**Written instruction:** Count the lines below that contain the string "roadside", treating uppercase and lowercase as different, and reply with the number alone.

**Recorded data:**
*-*-*

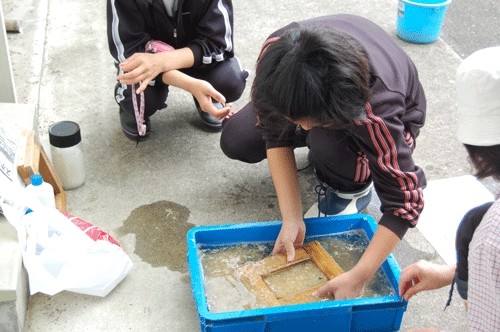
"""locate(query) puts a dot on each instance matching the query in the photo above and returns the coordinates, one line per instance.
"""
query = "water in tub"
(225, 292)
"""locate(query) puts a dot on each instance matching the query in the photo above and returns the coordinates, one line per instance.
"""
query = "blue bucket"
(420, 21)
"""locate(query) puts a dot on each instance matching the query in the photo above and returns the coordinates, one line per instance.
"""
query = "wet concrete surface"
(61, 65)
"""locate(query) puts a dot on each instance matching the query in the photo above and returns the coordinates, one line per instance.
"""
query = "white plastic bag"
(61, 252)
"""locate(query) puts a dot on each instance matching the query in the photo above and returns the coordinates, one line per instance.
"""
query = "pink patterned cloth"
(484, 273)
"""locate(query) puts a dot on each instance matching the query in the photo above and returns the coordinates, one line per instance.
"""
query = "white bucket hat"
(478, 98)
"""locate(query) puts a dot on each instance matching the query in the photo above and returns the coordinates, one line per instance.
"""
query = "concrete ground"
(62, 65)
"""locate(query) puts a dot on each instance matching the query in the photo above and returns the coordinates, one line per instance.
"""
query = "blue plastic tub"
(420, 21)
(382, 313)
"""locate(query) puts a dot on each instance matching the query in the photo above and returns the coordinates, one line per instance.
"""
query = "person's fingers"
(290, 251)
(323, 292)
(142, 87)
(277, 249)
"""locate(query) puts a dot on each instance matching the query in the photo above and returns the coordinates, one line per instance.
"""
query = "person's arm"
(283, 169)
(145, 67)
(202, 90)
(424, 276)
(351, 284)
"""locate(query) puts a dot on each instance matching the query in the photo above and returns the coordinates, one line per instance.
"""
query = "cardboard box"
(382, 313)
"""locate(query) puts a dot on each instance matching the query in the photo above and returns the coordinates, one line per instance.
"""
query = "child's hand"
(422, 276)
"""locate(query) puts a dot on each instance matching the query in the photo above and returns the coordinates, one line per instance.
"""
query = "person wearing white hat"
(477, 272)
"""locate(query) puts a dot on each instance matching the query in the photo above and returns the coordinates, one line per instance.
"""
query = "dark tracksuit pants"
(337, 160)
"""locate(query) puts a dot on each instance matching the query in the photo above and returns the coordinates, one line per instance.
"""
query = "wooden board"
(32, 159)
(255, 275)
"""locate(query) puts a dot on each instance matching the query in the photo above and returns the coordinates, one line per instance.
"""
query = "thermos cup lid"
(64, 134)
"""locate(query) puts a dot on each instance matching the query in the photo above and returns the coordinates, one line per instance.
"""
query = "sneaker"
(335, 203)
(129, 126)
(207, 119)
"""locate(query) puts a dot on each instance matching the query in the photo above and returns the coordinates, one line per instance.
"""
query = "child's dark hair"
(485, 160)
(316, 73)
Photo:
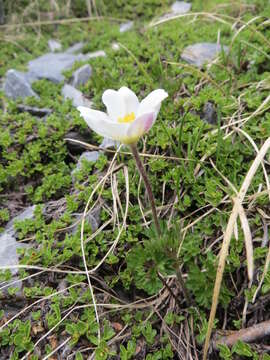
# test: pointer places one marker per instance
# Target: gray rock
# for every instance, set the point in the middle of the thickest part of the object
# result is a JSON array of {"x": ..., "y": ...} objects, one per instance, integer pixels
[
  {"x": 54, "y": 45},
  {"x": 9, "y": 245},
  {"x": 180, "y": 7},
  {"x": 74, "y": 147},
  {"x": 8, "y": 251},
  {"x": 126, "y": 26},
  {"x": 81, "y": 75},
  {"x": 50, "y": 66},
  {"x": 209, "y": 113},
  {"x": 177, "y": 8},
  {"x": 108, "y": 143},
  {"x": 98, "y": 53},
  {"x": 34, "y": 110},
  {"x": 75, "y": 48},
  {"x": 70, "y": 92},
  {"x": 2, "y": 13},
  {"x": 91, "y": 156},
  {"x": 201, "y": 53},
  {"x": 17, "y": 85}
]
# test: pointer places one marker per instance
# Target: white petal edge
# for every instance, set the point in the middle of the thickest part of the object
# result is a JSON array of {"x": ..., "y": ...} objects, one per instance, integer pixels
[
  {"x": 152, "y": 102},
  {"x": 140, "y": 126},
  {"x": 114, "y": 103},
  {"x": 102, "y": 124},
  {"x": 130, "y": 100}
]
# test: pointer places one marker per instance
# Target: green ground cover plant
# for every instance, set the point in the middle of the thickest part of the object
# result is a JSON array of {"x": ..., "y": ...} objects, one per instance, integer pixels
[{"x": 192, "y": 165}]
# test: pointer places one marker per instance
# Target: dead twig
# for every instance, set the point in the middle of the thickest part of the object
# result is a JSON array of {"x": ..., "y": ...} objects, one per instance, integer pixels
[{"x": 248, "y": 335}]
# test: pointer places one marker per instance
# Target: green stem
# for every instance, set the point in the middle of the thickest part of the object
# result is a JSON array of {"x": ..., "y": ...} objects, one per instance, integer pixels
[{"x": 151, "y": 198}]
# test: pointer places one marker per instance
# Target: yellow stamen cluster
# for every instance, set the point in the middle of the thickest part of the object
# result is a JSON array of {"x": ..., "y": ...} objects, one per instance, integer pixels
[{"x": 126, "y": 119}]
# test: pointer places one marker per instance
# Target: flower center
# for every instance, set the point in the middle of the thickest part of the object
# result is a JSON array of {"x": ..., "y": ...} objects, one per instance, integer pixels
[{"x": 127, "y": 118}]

*-*-*

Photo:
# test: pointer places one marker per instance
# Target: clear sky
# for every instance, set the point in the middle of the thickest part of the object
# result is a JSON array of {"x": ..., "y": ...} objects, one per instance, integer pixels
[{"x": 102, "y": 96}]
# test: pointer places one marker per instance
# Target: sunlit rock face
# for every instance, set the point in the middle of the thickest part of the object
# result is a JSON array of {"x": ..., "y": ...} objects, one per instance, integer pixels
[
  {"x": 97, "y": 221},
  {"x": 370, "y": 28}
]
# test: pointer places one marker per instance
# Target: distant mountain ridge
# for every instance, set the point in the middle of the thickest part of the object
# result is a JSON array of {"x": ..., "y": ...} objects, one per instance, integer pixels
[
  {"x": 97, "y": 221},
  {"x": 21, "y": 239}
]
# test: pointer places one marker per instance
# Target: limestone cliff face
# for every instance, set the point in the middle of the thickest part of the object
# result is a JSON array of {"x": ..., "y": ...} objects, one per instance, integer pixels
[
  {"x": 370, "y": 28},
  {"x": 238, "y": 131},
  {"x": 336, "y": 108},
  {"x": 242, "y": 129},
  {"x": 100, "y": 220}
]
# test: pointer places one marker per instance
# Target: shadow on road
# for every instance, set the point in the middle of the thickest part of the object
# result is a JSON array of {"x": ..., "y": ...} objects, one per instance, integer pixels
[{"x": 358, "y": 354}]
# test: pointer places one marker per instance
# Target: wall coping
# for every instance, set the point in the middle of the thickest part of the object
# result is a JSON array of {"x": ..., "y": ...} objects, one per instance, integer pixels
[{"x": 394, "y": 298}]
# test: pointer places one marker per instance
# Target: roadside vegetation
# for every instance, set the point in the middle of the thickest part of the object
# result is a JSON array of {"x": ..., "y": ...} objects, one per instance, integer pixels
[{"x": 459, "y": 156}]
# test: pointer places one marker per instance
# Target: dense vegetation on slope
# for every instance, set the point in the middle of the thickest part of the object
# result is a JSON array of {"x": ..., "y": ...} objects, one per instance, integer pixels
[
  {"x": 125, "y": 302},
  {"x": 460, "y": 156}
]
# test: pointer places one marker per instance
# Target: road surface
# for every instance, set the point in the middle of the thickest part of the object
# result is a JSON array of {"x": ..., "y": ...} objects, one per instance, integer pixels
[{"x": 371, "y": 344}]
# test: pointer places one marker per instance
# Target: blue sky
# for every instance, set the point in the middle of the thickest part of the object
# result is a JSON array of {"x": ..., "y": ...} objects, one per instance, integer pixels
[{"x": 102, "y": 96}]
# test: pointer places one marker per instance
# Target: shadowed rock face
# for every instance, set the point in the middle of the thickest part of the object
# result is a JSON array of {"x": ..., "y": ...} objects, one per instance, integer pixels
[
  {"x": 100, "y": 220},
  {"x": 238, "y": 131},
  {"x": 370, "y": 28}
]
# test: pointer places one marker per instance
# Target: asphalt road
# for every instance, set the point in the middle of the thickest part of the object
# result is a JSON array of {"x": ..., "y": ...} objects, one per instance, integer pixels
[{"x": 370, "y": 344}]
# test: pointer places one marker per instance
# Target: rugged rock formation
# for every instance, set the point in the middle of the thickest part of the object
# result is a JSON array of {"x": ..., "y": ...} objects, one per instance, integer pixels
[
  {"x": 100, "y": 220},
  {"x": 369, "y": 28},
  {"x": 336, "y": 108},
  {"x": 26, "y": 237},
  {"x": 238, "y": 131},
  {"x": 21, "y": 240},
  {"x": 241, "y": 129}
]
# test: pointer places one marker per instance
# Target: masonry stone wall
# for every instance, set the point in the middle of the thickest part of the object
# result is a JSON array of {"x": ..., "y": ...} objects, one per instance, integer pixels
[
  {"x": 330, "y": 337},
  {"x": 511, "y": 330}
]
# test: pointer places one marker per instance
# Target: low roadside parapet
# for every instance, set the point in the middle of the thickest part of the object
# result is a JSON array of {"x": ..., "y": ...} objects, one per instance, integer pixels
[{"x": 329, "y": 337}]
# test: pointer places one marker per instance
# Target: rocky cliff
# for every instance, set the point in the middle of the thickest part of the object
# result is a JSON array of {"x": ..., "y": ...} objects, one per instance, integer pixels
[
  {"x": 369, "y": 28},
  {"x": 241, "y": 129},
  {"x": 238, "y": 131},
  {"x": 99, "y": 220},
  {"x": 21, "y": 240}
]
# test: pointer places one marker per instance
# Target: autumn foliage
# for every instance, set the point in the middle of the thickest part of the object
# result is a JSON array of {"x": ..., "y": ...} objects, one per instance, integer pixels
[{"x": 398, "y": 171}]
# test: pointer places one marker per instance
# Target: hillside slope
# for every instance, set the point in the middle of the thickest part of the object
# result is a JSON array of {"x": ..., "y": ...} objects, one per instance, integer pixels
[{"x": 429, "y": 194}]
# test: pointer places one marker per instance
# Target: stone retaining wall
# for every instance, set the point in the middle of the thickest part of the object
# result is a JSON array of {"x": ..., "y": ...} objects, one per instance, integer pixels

*-*-*

**Output of the exercise:** 2